**EXTRACT**
There has been a lot of IPv6 activity since my last blog post. I wanted to give folks an update.
- Belize's top-level-domain servers are reachable over IPv6.
- The University of California, Santa Barbara v6-enabled their DNS servers. UCSB does secondary DNS for Brown and Oregon State, and they got dragged along too.
- ClamAV added IPv6 support in version 0.94.
- IPv6 traffic at the Amsterdam Internet Exchange, the largest IXP in the world, continued to increase. The percentage of IPv6 traffic (compared to IPv4) hit a new peak, 0.4%.
- Several Nokia firewalls received IPv6 Ready certification. Penn State uses Nokia firewalls for the ITS firewall service, so this is good news for us.
- On a personal note, I had an IPv6 patch accepted into OpenSolaris. It added IPv6 support to the whois(1) utility.
The most interesting event was the APNIC 26 conference. Google's talk made the case for IPv6. We've long known that there are limits to NAT's scalability. Google is concerned that "AJAX applicatiosn break behind excessive NAT" due to ephemeral port exhaustion. Essentially, modern web apps create lots of connections, and that limits how many clients a NAT box can handle. This claim was echoed by NTT in a related talk. NTT tried to put some numbers on how many clients can be placed behind a single public IP address. They measued the number of concurrent TCP sessions created by popular "Web 2.0" services (YouTube, iGoogle, iTunes Music Store, etc), and used this to get some ballpark numbers for how many clients can be comfortably NATed. The numbers aren't encouraging.
Google had some good advice on how sites could do IPv6 deployment. They emphasized building testing and pilot services, and stressed that IPv6 doesn't have to be at parity with IPv4 on day one. I was glad to see this, since I frequently encounter defeatist thinking regarding IPv6: "Our {firewall, load-balancer, etc} doesn't support feature X for IPv6, therefore we can't do anything with IPv6!" This is simply false. IPv6 isn't an all-or-nothing proposal. While there are certainly problems, many of them aren't show-stoppers. For example, at Penn State, the ITS Wiki is IPv6-enabled, but it's not at feature-parity with IPv4. It's not load-balanced on IPv6, and the backend database isn't IPv6-enabled. The web double-sign-on system protecting it isn't IPv6-enabled either. We'll get to those issues later. For the moment, it was more important for us to do something rather than nothing. It doesn't have to be perfect on day one.
This week, Arbor Networks released a report on the status of IPv6 deployment. There's also a well-written blog entry on the subject by the author. They claim it is the "largest study to date on IPv6 traffic on the Internet."

**BRIEF 1**
According to the IPv6 blog post, what percentage of traffic at the Amsterdam Internet Exchange was IPv6 at its new peak?
**BRIEF 2**
Please reproduce the IPv6 blog post between "- The University" and "in version 0.94.", inclusive.
**BRIEF 3**
Summarize the IPv6 blog post in two sentences.

**DATA LINES**
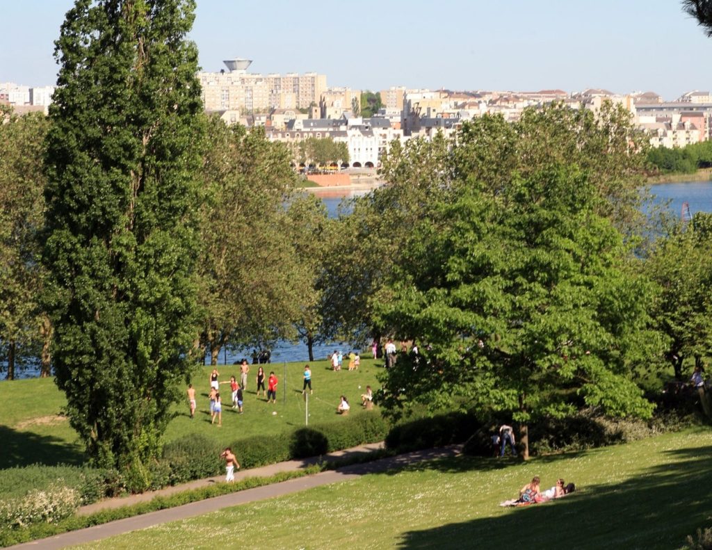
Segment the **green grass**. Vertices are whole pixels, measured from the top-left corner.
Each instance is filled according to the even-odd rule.
[[[711,455],[710,430],[697,430],[526,463],[459,457],[80,548],[679,548],[712,524]],[[535,474],[543,487],[562,477],[579,490],[545,504],[498,506]]]
[[[327,360],[310,363],[314,394],[309,399],[310,425],[337,420],[335,414],[339,396],[342,393],[355,405],[351,415],[367,414],[358,406],[360,395],[367,384],[377,387],[377,368],[373,360],[362,359],[358,370],[348,372],[346,366],[335,373]],[[187,399],[174,408],[175,417],[168,426],[167,442],[189,437],[202,433],[220,445],[229,445],[243,437],[253,435],[276,437],[285,432],[304,426],[305,403],[302,395],[302,373],[305,363],[271,363],[266,365],[266,373],[274,370],[279,379],[277,403],[270,405],[256,392],[257,366],[251,365],[247,391],[244,395],[244,413],[238,415],[231,408],[230,387],[221,385],[223,401],[222,426],[211,425],[209,414],[209,374],[211,367],[201,368],[193,379],[197,390],[197,410],[195,418],[189,415]],[[219,365],[220,380],[239,378],[236,365]],[[286,380],[285,380],[286,369]],[[360,388],[359,388],[360,386]],[[184,390],[182,388],[182,391]],[[76,432],[69,426],[66,417],[60,415],[66,405],[63,394],[51,379],[31,379],[0,383],[0,469],[30,464],[74,464],[84,461],[83,447],[77,441]],[[272,412],[276,411],[276,415]]]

**CORRECT RESULT 1**
0.4%, compared to IPv4.

**CORRECT RESULT 2**
- The University of California, Santa Barbara v6-enabled their DNS servers. UCSB does secondary DNS for Brown and Oregon State, and they got dragged along too.
- ClamAV added IPv6 support in version 0.94.

**CORRECT RESULT 3**
The IPv6 blog post lists recent IPv6 developments, including IPv6-reachable top-level-domain servers for Belize, IPv6 support in ClamAV 0.94, and a new peak in IPv6 traffic at the Amsterdam Internet Exchange. It singles out the APNIC 26 conference, where Google and NTT warned that modern web apps create so many connections that they limit how many clients a NAT box can handle, and where Google advised building testing and pilot services because IPv6 need not match IPv4 on day one.